Start Text to read
In some cases, employers’ compliance with Federal requirements
hinges on the threat of enforcement and monetary sanctions. Some of DOL’s
current civil monetary penalties have not been raised in decades (other than
for inflation) and are not high enough to deter repeated or egregious offenses.
To strengthen the deterrence, the Administration again calls for an increase
in civil monetary penalties for violations of laws administered by the Employment
Standards Administration and MSHA. Penalties for the death or serious injury
of youths caused by child labor violations would increase from $11,000 to
$50,000, and to $100,000 for repeat or willful violations. MSHA proposes
to raise the maximum penalty for egregious violations from $60,000 to $220,000,
bringing its penalties more in line with those assessed by OSHA. The 2006
Budget also supports allowing OLMS to impose civil monetary penalties on unions,
employers, and others that fail to file their required financial reports on
a timely basis. These new penalties would strengthen DOL’s ability
to enforce labor laws when cooperative approaches are not enough.
Honoring Our Commitment to the Nation’s Veterans
The Administration is taking steps to help safeguard the employment
rights and benefits of the Nation’s servicemembers as they return to
civilian life. For the first time since the passage of the Uniformed Services
Employment and Reemployment Rights Act of 1994, DOL has proposed regulations
that spell out the rights and responsibilities of employers to honor veterans’
service. Under the President’s leadership, DOL will back up these regulations
with aggressive outreach and enforcement to ensure the job security of returning
veterans. The 2006 Budget includes $224 million to support the Veterans Employment
and Training Service by expanding its transition assistance efforts to help
service men and women reintegrate into the workforce, raising awareness in
the employer community of the skills that veterans can provide, and ensuring
that our military members are secure in the knowledge that their jobs will
be protected when they return from their service to our Nation.
Helping Employers Find Willing Workers
To help employers who, despite their best efforts, cannot find willing
Americans to meet their needs, the 2006 Budget supports a new Temporary Worker
Program. On January 7, 2004, the President outlined this proposal and significant
reforms to the current immigration system. As part of this initiative, DOL
will develop a quick and simple way for employers to search for American workers,
building on America’s Job Bank, DOL’s Internet-based labor exchange
system.
The Administration also has improved the process for employers to permanently
hire foreign workers when U.S. workers are not available. Employers wishing
to hire foreign workers on a permanent basis must receive from DOL a certification
that qualified U.S. workers are not available for the job being offered to
the foreign worker and that such hiring would not hurt the wages and working
conditions of similarly employed U.S. workers. As of the end of 2004 there
was a backlog of more than 300,000 applications, and employers waited up to
six years for a certification. DOL recently finalized major reforms to this
process that will drastically reduce application processing time, prevent
future backlogs, and strengthen anti-fraud protections. To help implement
the new program and purge the backlog remaining from the old program, the
Administration is proposing a cost-based employer fee for new permanent program
applications (including applications re-filed by those waiting in the old
program’s queue).
End Text to read
Start Source data
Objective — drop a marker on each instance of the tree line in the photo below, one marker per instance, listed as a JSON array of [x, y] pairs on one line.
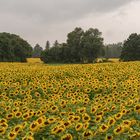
End Source data
Directives>
1. Answer these questions from the Labor Department budget text:
(a) Under the proposal, what would the penalty become for a youth's death or serious injury caused by a repeat or willful child labor violation?
(b) How much does the 2006 Budget include for the Veterans Employment and Training Service?
(c) As of the end of 2004, how many applications were in the backlog for permanent foreign worker certification?
2. Extend the Labor Department budget text, starting after its final sentence.
The listing comes from a separate source and has no connection to the text.

Task responses>
1.
(a) $100,000
(b) $224 million
(c) More than 300,000

2.
SUPPORTING A COMPASSIONATE SOCIETY
Strengthening Communities by Helping Ex-Offenders with Transition Assistance
Each year more than 600,000 inmates leave State and Federal detention
facilities and return to their communities and families, many without the
skills or support necessary to enter and compete in the workforce. Without
help, a majority of these individuals probably will return to criminal activity.
A 1994 Department of Justice study following almost 300,000 former State
prisoners found that approximately two-thirds were re-arrested within three
years of their release, and more than half had been re-incarcerated.
The 2006 Budget includes a total of $75 million for the second year
of funding for the President’s
four-year Prisoner Re-entry Initiative, which teams Federal agencies with
faith-based and community organizations
to help recently released prisoners make a successful transition back to society
and long-term employment. Given their close connection to the communities
they serve, faith-based and community organizations are well situated to help
returning prisoners. Many are already serving this population with promising
results. Through the collaborative efforts of the Departments of Labor, Justice,
and Housing and Urban Development, the Prisoner Re-entry Initiative will provide
job training, transitional housing assistance, and mentoring to tens of thousands
of non-violent ex-offenders.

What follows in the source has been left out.